Task to complete -
Find "column 458, row 153" and "column 246, row 3" in the records below. Copy the lines holding them and every line between, exactly, and no others.

Data shown -
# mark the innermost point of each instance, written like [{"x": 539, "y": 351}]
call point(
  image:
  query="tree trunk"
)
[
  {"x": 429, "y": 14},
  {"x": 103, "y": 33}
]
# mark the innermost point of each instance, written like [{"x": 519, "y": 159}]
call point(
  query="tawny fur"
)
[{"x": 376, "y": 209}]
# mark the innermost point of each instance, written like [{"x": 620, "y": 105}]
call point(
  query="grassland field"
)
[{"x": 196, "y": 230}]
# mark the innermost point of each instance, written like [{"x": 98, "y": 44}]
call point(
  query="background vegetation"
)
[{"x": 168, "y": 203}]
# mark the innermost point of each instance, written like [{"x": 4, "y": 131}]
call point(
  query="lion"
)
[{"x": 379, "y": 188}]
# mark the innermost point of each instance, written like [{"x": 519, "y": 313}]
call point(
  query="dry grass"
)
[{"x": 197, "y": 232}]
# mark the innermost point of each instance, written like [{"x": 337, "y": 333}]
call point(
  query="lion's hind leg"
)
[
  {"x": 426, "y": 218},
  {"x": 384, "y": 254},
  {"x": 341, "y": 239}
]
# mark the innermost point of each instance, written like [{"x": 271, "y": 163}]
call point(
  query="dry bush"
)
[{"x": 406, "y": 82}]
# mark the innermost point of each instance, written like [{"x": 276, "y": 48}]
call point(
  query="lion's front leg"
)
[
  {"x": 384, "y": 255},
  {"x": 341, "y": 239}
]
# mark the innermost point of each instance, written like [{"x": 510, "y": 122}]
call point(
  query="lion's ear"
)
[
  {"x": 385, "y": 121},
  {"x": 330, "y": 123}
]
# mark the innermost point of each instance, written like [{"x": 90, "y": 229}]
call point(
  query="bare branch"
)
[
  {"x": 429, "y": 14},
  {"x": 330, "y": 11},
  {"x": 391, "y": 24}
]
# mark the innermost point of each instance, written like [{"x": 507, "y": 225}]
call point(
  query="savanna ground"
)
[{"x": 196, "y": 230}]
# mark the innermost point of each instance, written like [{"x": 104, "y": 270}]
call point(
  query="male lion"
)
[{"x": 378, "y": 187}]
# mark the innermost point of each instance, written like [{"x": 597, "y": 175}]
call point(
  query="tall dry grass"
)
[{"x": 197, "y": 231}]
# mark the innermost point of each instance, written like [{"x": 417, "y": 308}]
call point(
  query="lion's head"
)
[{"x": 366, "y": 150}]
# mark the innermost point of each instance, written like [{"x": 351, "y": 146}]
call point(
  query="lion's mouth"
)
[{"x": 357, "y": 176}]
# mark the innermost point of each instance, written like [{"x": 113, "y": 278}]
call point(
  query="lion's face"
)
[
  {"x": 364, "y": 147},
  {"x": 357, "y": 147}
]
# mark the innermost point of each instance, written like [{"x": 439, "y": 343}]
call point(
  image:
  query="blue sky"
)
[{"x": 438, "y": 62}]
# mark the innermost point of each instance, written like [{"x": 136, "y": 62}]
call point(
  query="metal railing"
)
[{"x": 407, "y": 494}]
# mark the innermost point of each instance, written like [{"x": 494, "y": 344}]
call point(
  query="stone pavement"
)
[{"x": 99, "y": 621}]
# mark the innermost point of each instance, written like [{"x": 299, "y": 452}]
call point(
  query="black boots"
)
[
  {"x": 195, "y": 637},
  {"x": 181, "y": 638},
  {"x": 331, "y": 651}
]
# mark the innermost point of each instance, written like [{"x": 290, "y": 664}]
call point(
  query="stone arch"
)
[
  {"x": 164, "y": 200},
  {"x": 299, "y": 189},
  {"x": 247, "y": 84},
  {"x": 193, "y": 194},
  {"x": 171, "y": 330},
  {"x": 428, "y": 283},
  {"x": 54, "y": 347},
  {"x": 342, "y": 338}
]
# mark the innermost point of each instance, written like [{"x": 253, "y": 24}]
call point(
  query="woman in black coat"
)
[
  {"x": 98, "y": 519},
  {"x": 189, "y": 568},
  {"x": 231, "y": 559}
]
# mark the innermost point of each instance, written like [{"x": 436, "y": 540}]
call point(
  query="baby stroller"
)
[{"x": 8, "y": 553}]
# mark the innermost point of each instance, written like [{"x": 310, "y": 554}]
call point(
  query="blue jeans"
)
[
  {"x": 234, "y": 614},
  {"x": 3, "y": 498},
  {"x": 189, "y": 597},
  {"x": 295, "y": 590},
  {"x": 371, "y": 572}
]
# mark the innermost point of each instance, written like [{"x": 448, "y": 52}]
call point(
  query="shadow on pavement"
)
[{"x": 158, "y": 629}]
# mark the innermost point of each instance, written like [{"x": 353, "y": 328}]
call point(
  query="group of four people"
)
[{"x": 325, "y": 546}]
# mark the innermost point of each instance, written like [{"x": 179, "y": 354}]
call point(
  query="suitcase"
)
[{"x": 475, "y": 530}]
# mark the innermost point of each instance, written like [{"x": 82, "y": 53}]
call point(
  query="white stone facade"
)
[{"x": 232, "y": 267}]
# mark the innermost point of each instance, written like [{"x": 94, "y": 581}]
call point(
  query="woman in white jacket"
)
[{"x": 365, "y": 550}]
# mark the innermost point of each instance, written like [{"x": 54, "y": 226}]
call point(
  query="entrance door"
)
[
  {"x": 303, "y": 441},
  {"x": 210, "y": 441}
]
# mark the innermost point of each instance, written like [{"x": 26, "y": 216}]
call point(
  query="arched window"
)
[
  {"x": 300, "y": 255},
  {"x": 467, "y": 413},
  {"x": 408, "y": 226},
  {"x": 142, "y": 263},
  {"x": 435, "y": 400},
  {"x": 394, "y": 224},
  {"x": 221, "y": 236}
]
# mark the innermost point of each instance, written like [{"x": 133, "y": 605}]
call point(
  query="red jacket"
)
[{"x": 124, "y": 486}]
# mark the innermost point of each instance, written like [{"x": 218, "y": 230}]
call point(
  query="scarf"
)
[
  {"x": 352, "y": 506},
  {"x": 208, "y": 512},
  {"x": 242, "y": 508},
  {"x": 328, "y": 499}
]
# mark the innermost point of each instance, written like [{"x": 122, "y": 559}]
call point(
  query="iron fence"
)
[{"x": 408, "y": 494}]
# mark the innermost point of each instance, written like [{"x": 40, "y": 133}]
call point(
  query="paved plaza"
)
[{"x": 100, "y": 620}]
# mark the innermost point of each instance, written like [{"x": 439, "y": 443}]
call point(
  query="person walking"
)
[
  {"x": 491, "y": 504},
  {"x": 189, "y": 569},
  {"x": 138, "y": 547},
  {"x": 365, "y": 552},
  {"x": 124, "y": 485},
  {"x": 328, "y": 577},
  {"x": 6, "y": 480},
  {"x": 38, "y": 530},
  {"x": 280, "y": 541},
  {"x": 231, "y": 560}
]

==

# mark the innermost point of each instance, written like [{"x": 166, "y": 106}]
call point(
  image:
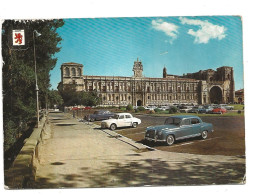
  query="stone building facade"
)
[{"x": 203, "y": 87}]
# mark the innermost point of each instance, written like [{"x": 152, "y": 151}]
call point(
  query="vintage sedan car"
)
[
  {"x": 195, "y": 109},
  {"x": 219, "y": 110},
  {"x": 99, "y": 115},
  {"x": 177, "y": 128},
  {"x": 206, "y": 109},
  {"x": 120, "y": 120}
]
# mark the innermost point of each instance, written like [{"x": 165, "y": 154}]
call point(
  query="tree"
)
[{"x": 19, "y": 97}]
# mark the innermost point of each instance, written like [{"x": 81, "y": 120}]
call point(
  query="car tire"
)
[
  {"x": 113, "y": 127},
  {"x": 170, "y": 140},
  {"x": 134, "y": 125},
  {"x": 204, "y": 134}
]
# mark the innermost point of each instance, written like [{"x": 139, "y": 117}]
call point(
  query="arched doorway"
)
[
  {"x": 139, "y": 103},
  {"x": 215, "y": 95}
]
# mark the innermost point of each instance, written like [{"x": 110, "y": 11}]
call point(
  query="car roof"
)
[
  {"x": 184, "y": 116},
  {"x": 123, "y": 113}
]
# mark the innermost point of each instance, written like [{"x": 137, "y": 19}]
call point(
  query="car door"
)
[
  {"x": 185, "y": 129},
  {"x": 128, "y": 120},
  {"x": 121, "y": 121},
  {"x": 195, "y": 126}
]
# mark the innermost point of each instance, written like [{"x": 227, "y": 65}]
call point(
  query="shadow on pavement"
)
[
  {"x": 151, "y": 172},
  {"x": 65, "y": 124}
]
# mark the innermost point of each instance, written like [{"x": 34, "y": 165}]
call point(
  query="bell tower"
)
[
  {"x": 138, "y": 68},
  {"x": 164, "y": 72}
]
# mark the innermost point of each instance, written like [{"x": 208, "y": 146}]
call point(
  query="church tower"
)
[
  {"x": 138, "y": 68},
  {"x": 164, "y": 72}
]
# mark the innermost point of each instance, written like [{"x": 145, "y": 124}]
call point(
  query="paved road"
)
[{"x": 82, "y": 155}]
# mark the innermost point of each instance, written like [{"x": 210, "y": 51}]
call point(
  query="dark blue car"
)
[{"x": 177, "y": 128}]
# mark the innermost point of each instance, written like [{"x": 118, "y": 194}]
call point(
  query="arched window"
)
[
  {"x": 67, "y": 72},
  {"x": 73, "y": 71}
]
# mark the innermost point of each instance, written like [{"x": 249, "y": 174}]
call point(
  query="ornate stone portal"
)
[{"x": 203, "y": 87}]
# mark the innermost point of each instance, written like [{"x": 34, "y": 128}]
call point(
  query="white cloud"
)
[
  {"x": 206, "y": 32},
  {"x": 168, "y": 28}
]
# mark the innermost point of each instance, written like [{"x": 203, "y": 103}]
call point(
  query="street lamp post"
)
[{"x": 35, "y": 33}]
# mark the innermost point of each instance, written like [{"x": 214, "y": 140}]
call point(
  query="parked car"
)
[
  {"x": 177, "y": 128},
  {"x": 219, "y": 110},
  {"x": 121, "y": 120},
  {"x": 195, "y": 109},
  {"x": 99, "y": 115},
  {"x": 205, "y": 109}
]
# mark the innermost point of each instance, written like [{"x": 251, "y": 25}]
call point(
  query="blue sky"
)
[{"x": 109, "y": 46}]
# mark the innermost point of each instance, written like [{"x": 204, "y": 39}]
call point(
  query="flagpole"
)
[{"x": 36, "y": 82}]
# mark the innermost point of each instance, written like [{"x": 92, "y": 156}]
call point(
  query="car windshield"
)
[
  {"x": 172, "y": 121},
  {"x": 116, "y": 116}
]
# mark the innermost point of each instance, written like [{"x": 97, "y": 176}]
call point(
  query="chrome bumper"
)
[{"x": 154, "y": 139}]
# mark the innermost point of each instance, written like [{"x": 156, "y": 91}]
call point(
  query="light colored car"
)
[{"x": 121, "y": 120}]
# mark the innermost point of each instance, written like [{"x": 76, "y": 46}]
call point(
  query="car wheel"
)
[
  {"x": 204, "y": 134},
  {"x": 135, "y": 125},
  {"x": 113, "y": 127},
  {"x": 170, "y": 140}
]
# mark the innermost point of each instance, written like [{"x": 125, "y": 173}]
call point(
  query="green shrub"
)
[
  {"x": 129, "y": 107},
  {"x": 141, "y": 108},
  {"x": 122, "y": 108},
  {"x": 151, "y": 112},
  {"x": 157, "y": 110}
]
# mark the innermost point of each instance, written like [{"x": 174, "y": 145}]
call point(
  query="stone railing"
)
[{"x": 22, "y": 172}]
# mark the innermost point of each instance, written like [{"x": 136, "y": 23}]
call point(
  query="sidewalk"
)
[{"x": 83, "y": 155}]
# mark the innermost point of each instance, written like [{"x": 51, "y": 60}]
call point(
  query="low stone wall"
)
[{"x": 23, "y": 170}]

* * *

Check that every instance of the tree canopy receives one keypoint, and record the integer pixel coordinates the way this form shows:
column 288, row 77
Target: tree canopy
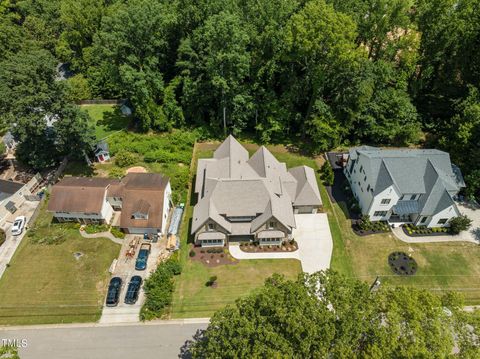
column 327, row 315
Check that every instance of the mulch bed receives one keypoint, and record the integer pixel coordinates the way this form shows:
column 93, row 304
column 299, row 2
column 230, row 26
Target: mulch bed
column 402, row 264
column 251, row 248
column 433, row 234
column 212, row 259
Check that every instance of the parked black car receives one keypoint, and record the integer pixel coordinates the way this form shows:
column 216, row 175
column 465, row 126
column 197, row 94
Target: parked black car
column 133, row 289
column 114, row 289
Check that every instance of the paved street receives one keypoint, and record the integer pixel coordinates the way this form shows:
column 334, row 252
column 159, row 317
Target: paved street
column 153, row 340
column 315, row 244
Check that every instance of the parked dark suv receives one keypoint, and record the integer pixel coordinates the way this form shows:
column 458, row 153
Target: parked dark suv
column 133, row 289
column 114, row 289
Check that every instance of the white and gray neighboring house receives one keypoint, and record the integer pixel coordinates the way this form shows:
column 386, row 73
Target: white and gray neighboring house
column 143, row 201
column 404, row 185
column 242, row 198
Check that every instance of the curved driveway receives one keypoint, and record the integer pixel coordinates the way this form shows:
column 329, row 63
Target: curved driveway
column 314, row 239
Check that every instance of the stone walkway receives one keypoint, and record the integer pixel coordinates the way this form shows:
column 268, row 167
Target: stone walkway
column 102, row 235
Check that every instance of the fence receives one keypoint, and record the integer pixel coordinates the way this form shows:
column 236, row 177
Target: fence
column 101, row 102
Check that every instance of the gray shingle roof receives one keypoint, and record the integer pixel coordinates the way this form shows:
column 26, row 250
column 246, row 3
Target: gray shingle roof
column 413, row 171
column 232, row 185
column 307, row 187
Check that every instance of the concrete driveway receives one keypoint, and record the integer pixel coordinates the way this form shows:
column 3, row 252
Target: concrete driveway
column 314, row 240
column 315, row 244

Answer for the task -
column 458, row 153
Target: parked dark suv
column 133, row 289
column 114, row 289
Check that every instance of the white and gray neighboring house receives one keypoint, and record the integer pixel coordinates the way this form shows:
column 386, row 73
Target: white and gray neighboring house
column 143, row 201
column 404, row 185
column 242, row 198
Check that every instance of the curved driveway receives one keypoint, and record the integer pixel coordinates the way this form shows:
column 329, row 63
Target: curved driveway
column 314, row 239
Check that every instance of the stone walkway receives one keypoint, and record the integer pixel coordinates the way this form shows:
column 268, row 167
Target: stone walkway
column 102, row 235
Check that every instance of the fence receives one keypoint, and record the integer pixel coordinates the way this form shows:
column 236, row 177
Target: fence
column 101, row 102
Check that every instance of the gray shingle roof receives one keypoint, and record the integer pixel coordinates the way this form shows:
column 26, row 250
column 246, row 3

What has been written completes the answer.